Some records
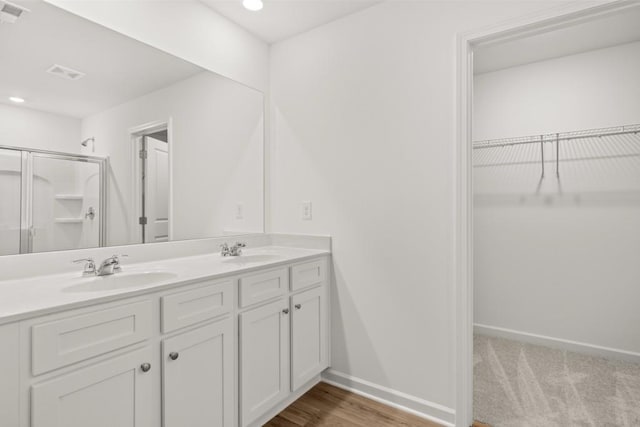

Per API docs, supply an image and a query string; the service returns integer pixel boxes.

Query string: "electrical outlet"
[300,202,311,221]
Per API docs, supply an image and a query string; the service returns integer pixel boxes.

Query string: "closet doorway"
[132,122,171,243]
[471,3,640,427]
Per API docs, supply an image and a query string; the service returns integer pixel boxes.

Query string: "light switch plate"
[300,202,311,221]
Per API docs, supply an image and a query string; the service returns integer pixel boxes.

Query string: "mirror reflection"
[0,2,264,255]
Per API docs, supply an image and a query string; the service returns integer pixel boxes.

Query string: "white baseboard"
[473,323,640,363]
[249,375,321,427]
[322,369,455,427]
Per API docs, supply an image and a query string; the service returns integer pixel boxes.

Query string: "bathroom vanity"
[0,247,330,427]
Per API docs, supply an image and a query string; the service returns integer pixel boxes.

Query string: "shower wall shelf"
[55,194,84,200]
[55,218,84,224]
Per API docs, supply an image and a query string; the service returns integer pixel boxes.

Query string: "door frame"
[452,0,640,427]
[129,117,174,244]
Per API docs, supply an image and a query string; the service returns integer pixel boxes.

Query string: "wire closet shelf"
[473,124,640,178]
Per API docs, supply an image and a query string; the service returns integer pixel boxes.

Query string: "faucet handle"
[111,254,129,271]
[73,258,96,276]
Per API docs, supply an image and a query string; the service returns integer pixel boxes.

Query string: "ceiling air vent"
[0,0,29,24]
[47,64,85,80]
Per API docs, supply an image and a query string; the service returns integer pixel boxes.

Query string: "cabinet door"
[162,318,234,427]
[291,286,328,391]
[240,299,289,426]
[31,348,157,427]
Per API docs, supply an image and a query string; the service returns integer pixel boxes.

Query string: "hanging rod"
[473,124,640,150]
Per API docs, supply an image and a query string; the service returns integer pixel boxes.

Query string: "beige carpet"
[473,335,640,427]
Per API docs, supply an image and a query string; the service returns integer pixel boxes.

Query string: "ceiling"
[0,0,202,118]
[200,0,381,43]
[473,7,640,74]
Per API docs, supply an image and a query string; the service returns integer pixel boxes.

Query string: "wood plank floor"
[265,383,439,427]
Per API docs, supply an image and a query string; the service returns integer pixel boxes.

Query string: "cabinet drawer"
[240,267,289,307]
[161,280,233,333]
[291,258,327,291]
[31,301,152,375]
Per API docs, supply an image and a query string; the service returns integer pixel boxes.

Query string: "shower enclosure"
[0,145,108,255]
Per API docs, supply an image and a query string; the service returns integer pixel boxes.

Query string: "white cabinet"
[291,286,329,391]
[0,323,20,427]
[239,298,289,426]
[162,318,235,427]
[31,348,158,427]
[239,258,330,427]
[11,256,330,427]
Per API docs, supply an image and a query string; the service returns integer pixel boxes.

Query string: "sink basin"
[64,271,178,292]
[222,254,282,265]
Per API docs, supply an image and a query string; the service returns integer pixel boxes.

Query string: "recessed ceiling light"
[242,0,264,12]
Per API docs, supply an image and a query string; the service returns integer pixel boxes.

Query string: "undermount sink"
[222,254,282,264]
[64,271,177,292]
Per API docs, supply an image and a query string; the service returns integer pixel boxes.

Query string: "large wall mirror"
[0,0,264,255]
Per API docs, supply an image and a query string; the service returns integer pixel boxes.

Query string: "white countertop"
[0,246,330,324]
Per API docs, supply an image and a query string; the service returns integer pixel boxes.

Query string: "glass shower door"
[0,149,22,255]
[31,153,102,252]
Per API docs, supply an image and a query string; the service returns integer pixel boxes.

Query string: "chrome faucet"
[73,255,127,276]
[220,242,247,256]
[73,258,96,276]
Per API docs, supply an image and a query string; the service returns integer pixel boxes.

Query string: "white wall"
[270,1,576,421]
[0,104,80,154]
[82,72,264,245]
[474,42,640,353]
[45,0,269,91]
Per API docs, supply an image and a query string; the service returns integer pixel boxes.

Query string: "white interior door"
[143,136,169,243]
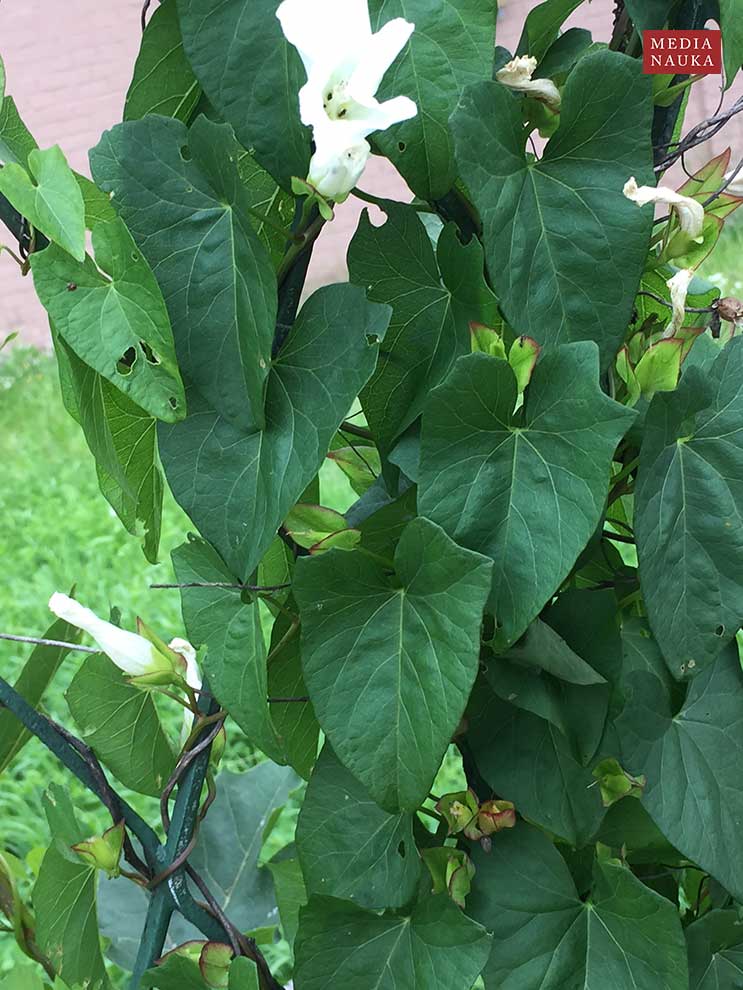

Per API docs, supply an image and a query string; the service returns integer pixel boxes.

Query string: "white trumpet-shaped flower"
[49,592,186,685]
[623,176,704,241]
[168,639,202,691]
[663,268,694,337]
[495,55,562,110]
[276,0,418,203]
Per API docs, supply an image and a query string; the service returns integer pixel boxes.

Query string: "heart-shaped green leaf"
[369,0,495,200]
[348,203,501,451]
[0,145,85,262]
[90,116,277,429]
[418,342,634,649]
[452,51,654,367]
[178,0,310,189]
[160,285,390,578]
[467,823,689,990]
[31,219,185,422]
[296,894,490,990]
[297,743,420,910]
[635,338,743,679]
[294,519,490,812]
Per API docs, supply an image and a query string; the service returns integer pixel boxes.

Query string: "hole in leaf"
[139,340,160,364]
[116,347,137,375]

## Aim of the task
Gather every line in the entries above that contains the word "wall". Case counts.

## Result for this exercise
Query string: "shower wall shelf"
Query string: "large wall mirror"
Query string: "white wall"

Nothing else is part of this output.